La Marque du vampire : Melancholia


Derrière les apparences délicieusement effrayantes, la vérité historique (et physique) insupportable ; sous le mythe montré miteux, la tristesse des hommes se sachant mortels…  


Dans La Marque du vampire (1935), relecture « parlante » du perdu London After Midnight, Tod Browning, bien avant Hitchcock, Polanski, Craven et Kevin Williamson, pratique l’auto-remake et réinvente le cinéma méta (brillamment exploré, deux ans plus tôt, par Cooper et Schoedsack à la poursuite de King Kong). Le respect rassurant mais provisoire du « cahier des charges » du genre – château hanté, toile d’araignée, cierge phallique, séduisants prédateurs exotiques – vole en éclats durant la coda shakespearienne : le couple vampirique, gentiment incestueux, incarné jusqu’à la caricature par Béla Lugosi et Carroll Borland, met enfin bas les masques, se défait des accessoires de rigueur (dents et perruque, maquillage gothique). Comme chez Maupassant filmé par Ophuls dans Le Plaisir, la fête s’achève, la dernière danse (macabre) révèle sa rouerie : Browning, amoureux du spectacle, formé par lui, filme des comédiens un rien désabusés, embauchés pour les besoins d’une enquête policière, prenant le risque de détromper le spectateur mécontent, volontiers vorace dans sa naïveté (De Palma s’aliénera ainsi celui de Femme fatale).
···
§ Vos consignes: Dites si chacune des affirmations suivantes concorde avec le texte de la page, en répondant par oui ou par non et en citant mot pour mot le passage qui tranche. (a) La Marque du vampire date de 1935. (b) Le couple vampirique est interprété par Béla Lugosi et Carroll Borland. (c) Cooper et Schoedsack avaient exploré le cinéma méta trois ans avant ce film. Les enregistrements ci-après proviennent d'une autre source que le texte de la page.
···
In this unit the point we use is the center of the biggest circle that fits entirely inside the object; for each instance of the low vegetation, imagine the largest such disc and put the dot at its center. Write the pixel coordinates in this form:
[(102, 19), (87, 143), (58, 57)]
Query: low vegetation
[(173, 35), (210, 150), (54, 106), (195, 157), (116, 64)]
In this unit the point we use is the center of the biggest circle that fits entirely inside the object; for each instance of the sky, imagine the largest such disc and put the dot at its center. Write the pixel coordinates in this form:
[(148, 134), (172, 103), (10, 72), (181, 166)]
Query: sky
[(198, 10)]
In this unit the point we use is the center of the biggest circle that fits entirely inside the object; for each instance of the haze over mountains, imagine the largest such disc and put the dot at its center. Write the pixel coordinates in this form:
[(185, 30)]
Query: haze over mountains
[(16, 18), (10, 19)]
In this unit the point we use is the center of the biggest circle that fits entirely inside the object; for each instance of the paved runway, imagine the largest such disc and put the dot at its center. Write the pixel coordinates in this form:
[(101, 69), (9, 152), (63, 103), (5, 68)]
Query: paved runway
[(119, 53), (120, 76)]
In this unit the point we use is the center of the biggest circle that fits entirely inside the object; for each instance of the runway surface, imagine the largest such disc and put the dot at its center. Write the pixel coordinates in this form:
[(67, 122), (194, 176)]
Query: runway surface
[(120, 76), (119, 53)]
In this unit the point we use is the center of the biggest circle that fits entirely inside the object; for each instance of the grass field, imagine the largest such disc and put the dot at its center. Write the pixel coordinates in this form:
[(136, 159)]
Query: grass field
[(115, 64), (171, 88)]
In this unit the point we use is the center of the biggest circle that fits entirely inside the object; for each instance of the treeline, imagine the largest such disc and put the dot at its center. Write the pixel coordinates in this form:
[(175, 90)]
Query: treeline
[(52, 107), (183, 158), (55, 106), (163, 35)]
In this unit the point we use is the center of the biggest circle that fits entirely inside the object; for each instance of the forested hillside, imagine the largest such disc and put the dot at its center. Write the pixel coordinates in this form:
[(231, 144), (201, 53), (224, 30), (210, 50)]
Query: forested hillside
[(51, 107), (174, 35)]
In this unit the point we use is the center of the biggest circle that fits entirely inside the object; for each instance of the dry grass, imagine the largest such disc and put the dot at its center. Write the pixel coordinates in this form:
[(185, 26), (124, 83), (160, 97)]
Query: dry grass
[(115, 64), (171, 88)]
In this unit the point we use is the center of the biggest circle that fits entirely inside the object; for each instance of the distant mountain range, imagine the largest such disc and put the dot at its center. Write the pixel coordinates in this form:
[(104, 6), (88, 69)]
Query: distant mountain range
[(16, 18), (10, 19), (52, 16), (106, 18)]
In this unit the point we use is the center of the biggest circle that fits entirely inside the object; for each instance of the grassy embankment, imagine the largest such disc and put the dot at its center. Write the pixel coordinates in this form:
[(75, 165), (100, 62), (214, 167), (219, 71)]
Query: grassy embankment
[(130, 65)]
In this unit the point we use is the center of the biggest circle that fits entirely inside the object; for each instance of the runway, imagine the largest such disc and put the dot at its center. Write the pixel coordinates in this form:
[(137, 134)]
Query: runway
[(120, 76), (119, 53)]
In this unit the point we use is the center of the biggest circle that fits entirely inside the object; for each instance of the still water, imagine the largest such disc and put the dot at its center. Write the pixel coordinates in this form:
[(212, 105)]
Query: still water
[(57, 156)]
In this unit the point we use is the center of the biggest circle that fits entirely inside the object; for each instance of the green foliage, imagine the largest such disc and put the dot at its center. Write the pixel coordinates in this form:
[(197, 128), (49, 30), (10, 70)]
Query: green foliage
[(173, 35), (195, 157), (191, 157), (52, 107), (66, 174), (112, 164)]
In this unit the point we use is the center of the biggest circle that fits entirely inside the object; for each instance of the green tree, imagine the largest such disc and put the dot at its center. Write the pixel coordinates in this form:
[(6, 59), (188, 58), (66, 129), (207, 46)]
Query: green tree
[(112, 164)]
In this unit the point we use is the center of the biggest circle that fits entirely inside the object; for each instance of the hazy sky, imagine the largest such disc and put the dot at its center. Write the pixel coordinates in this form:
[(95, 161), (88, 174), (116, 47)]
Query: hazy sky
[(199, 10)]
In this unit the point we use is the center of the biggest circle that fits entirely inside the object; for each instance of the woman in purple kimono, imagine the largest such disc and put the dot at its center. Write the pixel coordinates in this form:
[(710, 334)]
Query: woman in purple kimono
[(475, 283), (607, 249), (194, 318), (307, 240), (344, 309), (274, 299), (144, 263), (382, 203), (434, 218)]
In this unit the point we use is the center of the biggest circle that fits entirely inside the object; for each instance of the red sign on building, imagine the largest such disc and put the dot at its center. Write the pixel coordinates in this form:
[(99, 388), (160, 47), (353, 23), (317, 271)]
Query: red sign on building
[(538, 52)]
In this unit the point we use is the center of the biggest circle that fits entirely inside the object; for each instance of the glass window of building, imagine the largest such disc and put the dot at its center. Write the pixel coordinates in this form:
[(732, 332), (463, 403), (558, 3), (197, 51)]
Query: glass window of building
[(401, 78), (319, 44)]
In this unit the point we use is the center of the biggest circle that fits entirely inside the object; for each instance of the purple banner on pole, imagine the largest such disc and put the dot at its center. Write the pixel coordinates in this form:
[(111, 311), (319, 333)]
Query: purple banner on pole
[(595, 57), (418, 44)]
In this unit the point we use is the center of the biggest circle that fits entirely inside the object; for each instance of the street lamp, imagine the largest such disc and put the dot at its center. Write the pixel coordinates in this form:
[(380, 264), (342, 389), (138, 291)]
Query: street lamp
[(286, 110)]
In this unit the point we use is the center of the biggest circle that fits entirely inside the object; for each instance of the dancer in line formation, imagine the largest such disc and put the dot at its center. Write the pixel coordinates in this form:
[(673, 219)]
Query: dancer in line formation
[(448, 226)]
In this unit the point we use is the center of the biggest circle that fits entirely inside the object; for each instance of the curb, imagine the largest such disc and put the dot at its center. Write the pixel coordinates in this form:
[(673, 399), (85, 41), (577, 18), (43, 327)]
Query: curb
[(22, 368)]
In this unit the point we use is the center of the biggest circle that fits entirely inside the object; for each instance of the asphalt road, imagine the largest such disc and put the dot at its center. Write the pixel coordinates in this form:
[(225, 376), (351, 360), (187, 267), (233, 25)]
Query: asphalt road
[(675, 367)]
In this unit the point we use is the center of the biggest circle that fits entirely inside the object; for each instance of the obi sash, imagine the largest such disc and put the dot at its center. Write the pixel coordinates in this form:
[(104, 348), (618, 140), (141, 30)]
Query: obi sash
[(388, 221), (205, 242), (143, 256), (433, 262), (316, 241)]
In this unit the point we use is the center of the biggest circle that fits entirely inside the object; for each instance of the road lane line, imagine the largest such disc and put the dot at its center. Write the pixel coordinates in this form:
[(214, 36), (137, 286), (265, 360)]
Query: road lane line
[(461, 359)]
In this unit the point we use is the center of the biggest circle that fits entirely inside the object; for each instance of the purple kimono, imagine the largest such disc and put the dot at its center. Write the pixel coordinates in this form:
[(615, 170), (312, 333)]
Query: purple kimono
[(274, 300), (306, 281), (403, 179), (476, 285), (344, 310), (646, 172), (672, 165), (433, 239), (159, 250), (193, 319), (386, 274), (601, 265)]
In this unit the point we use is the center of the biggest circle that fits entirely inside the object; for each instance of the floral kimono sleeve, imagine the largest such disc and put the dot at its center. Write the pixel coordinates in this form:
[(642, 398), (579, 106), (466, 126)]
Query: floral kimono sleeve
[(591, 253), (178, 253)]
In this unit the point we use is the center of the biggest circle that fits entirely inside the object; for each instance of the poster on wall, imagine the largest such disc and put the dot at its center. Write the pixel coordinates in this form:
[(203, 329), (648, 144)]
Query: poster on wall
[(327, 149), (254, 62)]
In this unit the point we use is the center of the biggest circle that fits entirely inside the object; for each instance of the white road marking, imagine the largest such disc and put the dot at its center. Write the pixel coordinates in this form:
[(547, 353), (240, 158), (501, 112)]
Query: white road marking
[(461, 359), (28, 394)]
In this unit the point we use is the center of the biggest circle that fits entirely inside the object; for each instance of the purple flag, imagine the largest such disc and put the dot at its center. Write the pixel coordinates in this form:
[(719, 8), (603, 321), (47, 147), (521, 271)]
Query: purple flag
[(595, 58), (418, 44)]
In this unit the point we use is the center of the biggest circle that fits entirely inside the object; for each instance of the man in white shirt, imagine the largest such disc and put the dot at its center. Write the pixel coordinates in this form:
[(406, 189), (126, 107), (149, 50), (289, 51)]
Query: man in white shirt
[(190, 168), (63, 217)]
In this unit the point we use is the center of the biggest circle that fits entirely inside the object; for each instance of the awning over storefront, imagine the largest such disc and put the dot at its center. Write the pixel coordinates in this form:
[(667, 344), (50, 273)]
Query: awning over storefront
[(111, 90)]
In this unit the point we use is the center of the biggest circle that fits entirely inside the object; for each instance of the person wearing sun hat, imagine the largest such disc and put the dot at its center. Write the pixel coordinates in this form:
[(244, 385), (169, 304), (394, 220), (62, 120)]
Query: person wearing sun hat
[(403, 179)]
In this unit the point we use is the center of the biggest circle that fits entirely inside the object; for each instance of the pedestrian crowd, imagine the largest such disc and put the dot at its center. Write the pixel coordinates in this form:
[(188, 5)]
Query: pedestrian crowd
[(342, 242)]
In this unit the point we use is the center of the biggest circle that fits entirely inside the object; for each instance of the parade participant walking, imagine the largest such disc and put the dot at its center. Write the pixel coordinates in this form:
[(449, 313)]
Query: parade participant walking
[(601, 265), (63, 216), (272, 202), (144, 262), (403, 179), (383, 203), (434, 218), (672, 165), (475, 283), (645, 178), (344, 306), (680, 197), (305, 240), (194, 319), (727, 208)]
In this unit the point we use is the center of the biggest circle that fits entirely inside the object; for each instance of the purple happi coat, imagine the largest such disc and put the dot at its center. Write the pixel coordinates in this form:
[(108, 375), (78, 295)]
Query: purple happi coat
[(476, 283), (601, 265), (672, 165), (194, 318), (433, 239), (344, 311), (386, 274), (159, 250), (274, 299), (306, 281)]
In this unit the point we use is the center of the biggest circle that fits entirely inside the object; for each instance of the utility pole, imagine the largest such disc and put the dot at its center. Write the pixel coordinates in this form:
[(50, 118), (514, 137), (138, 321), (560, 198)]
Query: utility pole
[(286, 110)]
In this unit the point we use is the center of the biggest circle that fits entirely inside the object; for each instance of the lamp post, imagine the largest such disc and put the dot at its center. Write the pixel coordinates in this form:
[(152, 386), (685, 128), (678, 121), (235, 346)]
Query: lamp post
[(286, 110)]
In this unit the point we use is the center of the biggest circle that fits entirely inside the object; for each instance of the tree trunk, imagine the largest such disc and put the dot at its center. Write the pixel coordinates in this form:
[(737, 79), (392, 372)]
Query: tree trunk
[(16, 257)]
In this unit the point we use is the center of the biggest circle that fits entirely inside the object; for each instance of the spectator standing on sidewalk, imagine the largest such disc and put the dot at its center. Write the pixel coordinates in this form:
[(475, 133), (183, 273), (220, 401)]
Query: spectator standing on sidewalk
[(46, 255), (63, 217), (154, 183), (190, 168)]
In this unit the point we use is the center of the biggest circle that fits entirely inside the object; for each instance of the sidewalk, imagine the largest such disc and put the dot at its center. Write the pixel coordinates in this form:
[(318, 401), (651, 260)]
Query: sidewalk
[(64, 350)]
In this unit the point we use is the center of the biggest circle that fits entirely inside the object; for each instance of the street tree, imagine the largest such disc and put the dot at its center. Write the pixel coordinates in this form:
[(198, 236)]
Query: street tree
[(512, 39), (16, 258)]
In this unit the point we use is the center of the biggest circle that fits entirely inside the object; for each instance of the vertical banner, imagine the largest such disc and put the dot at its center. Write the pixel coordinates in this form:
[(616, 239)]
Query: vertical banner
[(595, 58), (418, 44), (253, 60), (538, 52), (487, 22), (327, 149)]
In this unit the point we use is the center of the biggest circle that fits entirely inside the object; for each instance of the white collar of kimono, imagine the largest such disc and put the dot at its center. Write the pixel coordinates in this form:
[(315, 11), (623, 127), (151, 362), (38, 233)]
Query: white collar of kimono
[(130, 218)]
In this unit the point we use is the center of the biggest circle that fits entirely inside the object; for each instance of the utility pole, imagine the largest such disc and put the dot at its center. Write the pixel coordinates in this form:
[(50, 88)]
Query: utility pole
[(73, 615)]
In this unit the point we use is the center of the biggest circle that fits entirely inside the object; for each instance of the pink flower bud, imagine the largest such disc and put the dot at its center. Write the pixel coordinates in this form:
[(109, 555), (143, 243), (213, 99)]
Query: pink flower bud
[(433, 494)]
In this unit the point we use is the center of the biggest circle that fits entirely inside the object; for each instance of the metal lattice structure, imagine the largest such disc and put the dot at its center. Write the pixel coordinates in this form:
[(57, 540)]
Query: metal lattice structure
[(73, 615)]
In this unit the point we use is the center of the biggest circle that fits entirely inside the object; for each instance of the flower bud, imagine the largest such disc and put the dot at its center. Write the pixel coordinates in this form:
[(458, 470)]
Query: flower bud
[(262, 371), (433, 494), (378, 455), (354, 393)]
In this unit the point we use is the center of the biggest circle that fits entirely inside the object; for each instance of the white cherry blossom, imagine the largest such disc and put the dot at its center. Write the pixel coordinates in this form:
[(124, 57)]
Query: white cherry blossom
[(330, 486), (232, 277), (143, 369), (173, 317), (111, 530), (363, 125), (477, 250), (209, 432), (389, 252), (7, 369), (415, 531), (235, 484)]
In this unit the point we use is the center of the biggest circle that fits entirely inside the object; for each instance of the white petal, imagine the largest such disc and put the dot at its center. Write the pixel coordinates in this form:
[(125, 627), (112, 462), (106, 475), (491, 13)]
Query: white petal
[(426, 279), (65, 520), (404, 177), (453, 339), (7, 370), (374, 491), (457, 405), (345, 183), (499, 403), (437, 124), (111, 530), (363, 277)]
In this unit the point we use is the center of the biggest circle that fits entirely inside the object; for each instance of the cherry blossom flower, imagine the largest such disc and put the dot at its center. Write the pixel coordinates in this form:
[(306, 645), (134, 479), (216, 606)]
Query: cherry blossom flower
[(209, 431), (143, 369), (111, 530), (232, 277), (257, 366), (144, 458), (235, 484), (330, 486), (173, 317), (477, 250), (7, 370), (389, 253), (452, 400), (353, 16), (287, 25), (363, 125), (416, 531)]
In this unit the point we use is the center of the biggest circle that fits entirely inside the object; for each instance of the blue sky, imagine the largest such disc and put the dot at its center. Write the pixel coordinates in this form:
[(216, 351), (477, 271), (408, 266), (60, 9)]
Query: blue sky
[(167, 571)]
···
§ Réponse:
(a) Oui : « Dans La Marque du vampire (1935) ».
(b) Oui : « incarné jusqu’à la caricature par Béla Lugosi et Carroll Borland ».
(c) Non : « brillamment exploré, deux ans plus tôt, par Cooper et Schoedsack ».